Her CV is impressive by anyone's standards. She was the first woman to win the coveted Edinburgh Comedy Festival’s Perrier Award in 1995, has appeared in TV shows Holby City, The Bill, done a stint in panto and even competed in the 2010 UK series of I'm a celebrity... Get me Out Of Here coming third.
The 52-year-old author, writer, comedian, and more recently star of ITV1's Loose Women has seemingly done it all.
But it's her ruthless wit which has been at the forefront of her 30-year career.
She is currently promoting her new novel, Life, Death and Vanilla Slices which was published today (Thurs July 5).
Set in Lancashire and East Dulwich it is a compelling, funny, emotionally manipulative and heartbreaking drama which tells the story of mother and daughter, Jean and Anne, and how one fateful day changes their lives forever.
I tell her it was so absorbing I couldn’t put it down and read it from cover to cover in one day.
Laughing she says: "That was a bit greedy of you to devour it in one day! But thank you - I'm not that quick at coming up with ideas - I've only done three novels in 12 years which isn't very impressive is it! It took 18 months which is twice the length of time normal people write but I'm very pleased with it. It needed to be written."
When I ask her what she means by this she pauses before saying: “I explored a lot of subjects and relationships the characters have with each other that I relate to especially the relationship between a mother and daughter.
"There is a bit of me in all the main characters but especially Anne who is about the same age as me and going through all those hideous hormonal changes that happen to women.”
Beautifully observed, the book tackles dark and brutal subjects including rape and baby abandonment and features some quite awful characters.
She says: “I have always been quite graphic so it wasn't an issue for me to write those scenes and if you are a stand up you do have to deal with hecklers and rude comments.
“It's never been a problem for me to be rude or horrible - in fact, it's harder to be nice and funny!

INSTRUCTIONS:
A. Answer these from the interview:
(i) In what year did she win the Perrier Award?
(ii) How long did the new novel take to write?
(iii) Which character does she say is about the same age as her?
B. Retype the interview from "Set in Lancashire" up to and including "mother and daughter.".
C. Shorten the paragraph of the interview that begins "Set in Lancashire and East Dulwich" while keeping its main facts.
The records have nothing to do with the interview.

DATASET EXTRACT:
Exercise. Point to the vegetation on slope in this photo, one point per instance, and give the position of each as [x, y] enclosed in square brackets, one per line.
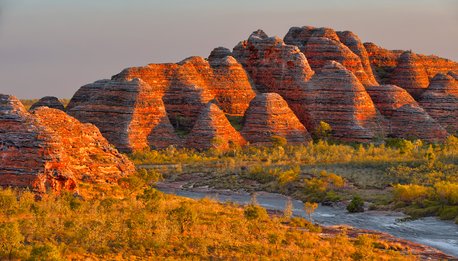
[142, 222]
[327, 172]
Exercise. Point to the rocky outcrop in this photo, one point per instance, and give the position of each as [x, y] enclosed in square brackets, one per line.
[321, 45]
[49, 150]
[410, 74]
[269, 116]
[404, 117]
[335, 96]
[441, 101]
[130, 114]
[384, 62]
[186, 87]
[213, 130]
[48, 101]
[275, 67]
[89, 156]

ANSWERS BY TASK:
A.
(i) 1995
(ii) 18 months
(iii) Anne

B.
Set in Lancashire and East Dulwich it is a compelling, funny, emotionally manipulative and heartbreaking drama which tells the story of mother and daughter, Jean and Anne, and how one fateful day changes their lives forever.
I tell her it was so absorbing I couldn’t put it down and read it from cover to cover in one day.
Laughing she says: "That was a bit greedy of you to devour it in one day! But thank you - I'm not that quick at coming up with ideas - I've only done three novels in 12 years which isn't very impressive is it! It took 18 months which is twice the length of time normal people write but I'm very pleased with it. It needed to be written."
When I ask her what she means by this she pauses before saying: “I explored a lot of subjects and relationships the characters have with each other that I relate to especially the relationship between a mother and daughter.

C. Set in Lancashire and East Dulwich, the novel is a compelling, funny and heartbreaking drama about how one fateful day changes the lives of mother and daughter Jean and Anne forever.